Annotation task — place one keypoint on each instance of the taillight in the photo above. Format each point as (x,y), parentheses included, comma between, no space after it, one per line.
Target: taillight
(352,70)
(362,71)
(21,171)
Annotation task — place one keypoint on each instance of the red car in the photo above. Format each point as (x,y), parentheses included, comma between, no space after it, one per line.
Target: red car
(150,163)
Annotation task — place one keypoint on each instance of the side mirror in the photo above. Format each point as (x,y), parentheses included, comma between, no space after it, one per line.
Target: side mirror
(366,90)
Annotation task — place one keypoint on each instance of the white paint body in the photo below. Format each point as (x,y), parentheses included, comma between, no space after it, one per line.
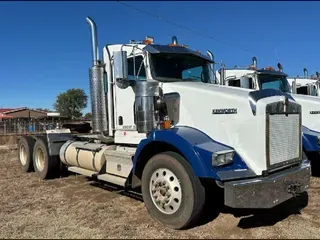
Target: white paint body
(308,103)
(243,131)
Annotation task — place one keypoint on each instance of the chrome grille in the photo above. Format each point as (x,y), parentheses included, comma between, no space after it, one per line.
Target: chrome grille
(283,135)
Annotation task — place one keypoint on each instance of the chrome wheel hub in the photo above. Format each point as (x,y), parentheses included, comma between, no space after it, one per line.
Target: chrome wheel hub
(165,191)
(40,159)
(23,155)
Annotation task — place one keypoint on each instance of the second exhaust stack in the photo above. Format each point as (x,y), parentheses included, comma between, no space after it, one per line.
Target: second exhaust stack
(96,74)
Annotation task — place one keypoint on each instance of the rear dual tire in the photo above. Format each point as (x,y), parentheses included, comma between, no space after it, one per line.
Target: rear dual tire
(25,153)
(45,166)
(172,194)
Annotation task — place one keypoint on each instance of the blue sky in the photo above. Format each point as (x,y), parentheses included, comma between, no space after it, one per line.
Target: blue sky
(45,46)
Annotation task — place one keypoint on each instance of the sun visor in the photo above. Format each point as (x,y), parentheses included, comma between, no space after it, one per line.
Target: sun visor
(156,49)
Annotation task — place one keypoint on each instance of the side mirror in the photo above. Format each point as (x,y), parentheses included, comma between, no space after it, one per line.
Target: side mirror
(120,69)
(310,89)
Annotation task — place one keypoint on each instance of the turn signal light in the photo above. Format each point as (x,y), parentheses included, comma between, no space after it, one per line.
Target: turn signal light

▶ **ABOUT THIS EXERCISE**:
The answer must be an exact copy of every record above, minus the pictures.

▶ **RESPONSE TO THIS EXERCISE**:
Annotation task — place one keypoint on each instance of the taillight in the photo above. Format each point as (x,y), parentheses included, comma between, no space after it, one per line.
Target: taillight
(352,70)
(362,71)
(21,171)
Annotation task — place one keypoint on each instance of the red car in the photo above. Format each point as (x,y), parentheses included, comma between, no space after it, one per line.
Target: red car
(150,163)
Annotation task — place one keypoint on each instance of the side mirror in the photo above. Format each point as (x,y), parentheses included, comma between, no space after it, one per line.
Target: side mirror
(366,90)
Annotation task — place one keypoint on each instance of the white paint body in the photo below. Format each point as (x,y), parentheses included, comma between, no space after it, one per line.
Target: white paint body
(308,103)
(243,131)
Annotation task — place one keypoint on each instance of the chrome grille in the photo above. Format each point as (x,y), parentheses included, comma between, no space after it, one per line.
Target: chrome grille
(283,135)
Annotation task — place one keypoint on each instance of the chrome wheel hub in the photo above. Format each point as (x,y), parentheses included, comma between, no space after it, one per line.
Target: chrome wheel hub
(165,191)
(40,159)
(23,155)
Annotation task — place one keypoint on each instance of the second exhaust stack in the photo above. Format each point as (x,y), parentheses included, comma between, no space after it, one per line.
Target: second exhaust stack
(96,74)
Annotation task — place one keypoint on each instance of the rear dual tire in the photo above. Format each point as (x,y), parentheses included, comma between, no space after it, one per line.
Target: rear dual tire
(25,153)
(45,166)
(172,194)
Annotation task — place one keypoint on each instance of the blue sky in the photo above. Format each point as (x,y), parentheses included, comma between, no space after it, one per line.
Target: blue sky
(45,46)
Annotation task — place one keypoint on each instance of the sun visor in the photo above. Format each point as (x,y), parentheses included, comma between, no space after it, one per line.
Target: sun visor
(156,49)
Annotation task — place one keypoint on each instance of the side mirror in the photo above. Format each point as (x,y), parentheses included, comma between, no space after it, one per line.
Target: side mirror
(120,69)
(310,89)
Annotation task — place one keypoint on each instance of the turn signal light in the photo above. Format each point as (x,y), parentheses included, comma between, no space after it, one per line.
Target: turn signal light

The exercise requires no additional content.